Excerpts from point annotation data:
— Start —

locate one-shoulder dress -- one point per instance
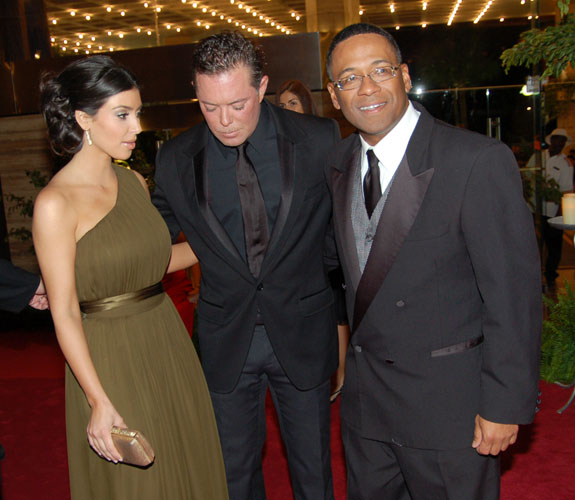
(146, 363)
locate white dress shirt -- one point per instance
(391, 148)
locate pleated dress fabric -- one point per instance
(146, 363)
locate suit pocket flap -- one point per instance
(211, 312)
(318, 301)
(428, 234)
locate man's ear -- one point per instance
(333, 95)
(263, 87)
(83, 119)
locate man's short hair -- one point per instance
(359, 29)
(224, 52)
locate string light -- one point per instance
(482, 13)
(453, 12)
(128, 15)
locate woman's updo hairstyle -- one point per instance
(84, 85)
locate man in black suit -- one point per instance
(247, 188)
(443, 287)
(19, 288)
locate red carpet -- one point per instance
(540, 466)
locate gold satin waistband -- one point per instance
(92, 306)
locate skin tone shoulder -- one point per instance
(72, 203)
(230, 103)
(375, 108)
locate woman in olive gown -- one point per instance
(103, 249)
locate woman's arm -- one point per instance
(182, 257)
(54, 226)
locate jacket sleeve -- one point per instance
(500, 237)
(17, 287)
(159, 199)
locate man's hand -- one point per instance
(490, 438)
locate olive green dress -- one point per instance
(146, 363)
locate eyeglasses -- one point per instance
(378, 75)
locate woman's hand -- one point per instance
(104, 417)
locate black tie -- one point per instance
(256, 232)
(371, 183)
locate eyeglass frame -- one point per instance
(395, 69)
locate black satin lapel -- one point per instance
(401, 208)
(342, 186)
(287, 166)
(201, 183)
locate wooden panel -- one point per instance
(165, 74)
(23, 146)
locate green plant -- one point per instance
(25, 205)
(558, 339)
(555, 46)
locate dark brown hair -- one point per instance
(225, 51)
(301, 91)
(84, 85)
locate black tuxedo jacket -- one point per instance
(447, 314)
(17, 287)
(292, 291)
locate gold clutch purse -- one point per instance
(133, 446)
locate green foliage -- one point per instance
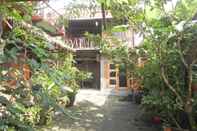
(30, 103)
(169, 44)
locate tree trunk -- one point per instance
(188, 104)
(1, 25)
(103, 15)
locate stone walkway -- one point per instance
(94, 111)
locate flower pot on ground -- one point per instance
(71, 96)
(156, 120)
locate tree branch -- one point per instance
(170, 86)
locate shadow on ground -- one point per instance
(113, 115)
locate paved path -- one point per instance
(97, 112)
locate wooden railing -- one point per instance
(81, 43)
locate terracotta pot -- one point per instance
(167, 129)
(156, 120)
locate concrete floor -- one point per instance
(94, 111)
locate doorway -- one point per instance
(122, 76)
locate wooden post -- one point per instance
(103, 15)
(117, 78)
(1, 25)
(106, 73)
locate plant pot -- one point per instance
(156, 120)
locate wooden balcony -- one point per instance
(81, 43)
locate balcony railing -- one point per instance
(81, 44)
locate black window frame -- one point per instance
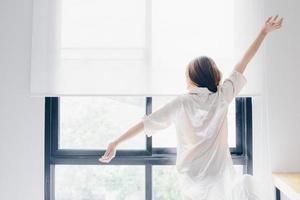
(241, 154)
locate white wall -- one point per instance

— End —

Transcribe the full listing character for character. Pictures are excluded.

§ **Output below**
locate one-shoulder dress -- one point per instance
(146, 363)
locate white dress shirt -- one point per instance
(391, 148)
locate pleated dress fabric -- one point per instance
(146, 363)
locate suit pocket flap -- one point per instance
(211, 312)
(318, 301)
(428, 234)
locate man's ear -- one point per instance
(333, 95)
(263, 87)
(83, 119)
locate man's short hair -- one point per instance
(359, 29)
(224, 52)
locate string light -- one point per instance
(482, 13)
(453, 12)
(128, 15)
locate woman's updo hairstyle -- one point per instance
(84, 85)
locate man in black suit -- one point per instance
(247, 188)
(443, 287)
(19, 288)
locate red carpet -- one point per instance
(540, 466)
locate gold satin waistband -- one point per instance
(92, 306)
locate skin tone shoulder -- one point per instance
(72, 203)
(230, 103)
(375, 108)
locate woman in olive gown -- one point per instance
(103, 249)
locate woman's arm -- one point per instance
(182, 257)
(54, 226)
locate jacket sleeve -- one point per instance
(500, 237)
(17, 287)
(159, 199)
locate man's hand -- one point per instance
(490, 438)
locate olive green dress -- one point per instance
(146, 363)
locate eyeglasses -- one point per instance
(378, 75)
locate woman's hand -- one point per instance
(104, 417)
locate black tie -- one point per instance
(256, 232)
(371, 183)
locate eyeglass frame -- one point per instance
(395, 69)
locate black satin lapel -- one point per instance
(401, 208)
(342, 186)
(287, 166)
(201, 183)
locate wooden panel -- one point per instance
(165, 74)
(23, 146)
locate green plant -- one point per instance
(25, 205)
(558, 339)
(555, 46)
locate dark brown hair -- one point per instance
(225, 51)
(301, 91)
(84, 85)
locate black tuxedo jacket -- one point per instance
(447, 314)
(17, 287)
(292, 291)
locate gold clutch purse -- one point per instance
(133, 446)
locate green foliage -- one point per instance
(30, 103)
(169, 44)
locate tree trunk -- one point per instance
(188, 104)
(1, 25)
(103, 15)
locate stone walkway -- one point per instance
(94, 111)
locate flower pot on ground -- one point per instance
(71, 96)
(156, 120)
locate tree branch -- one point per instance
(170, 86)
locate shadow on ground -- one point per instance
(113, 115)
locate paved path -- one point per instance
(97, 112)
locate wooden railing -- one point per instance
(81, 43)
locate terracotta pot -- one point per instance
(167, 129)
(156, 120)
locate concrete floor -- one point per instance
(94, 111)
locate doorway -- one point per instance
(122, 76)
locate wooden post -- one point per instance
(103, 15)
(117, 78)
(1, 25)
(106, 73)
locate plant pot -- one point per instance
(156, 120)
locate wooden balcony -- one point per instance
(81, 43)
locate balcony railing -- one point per instance
(81, 44)
locate black window frame -- one point per instance
(241, 154)
locate white wall -- one point per instance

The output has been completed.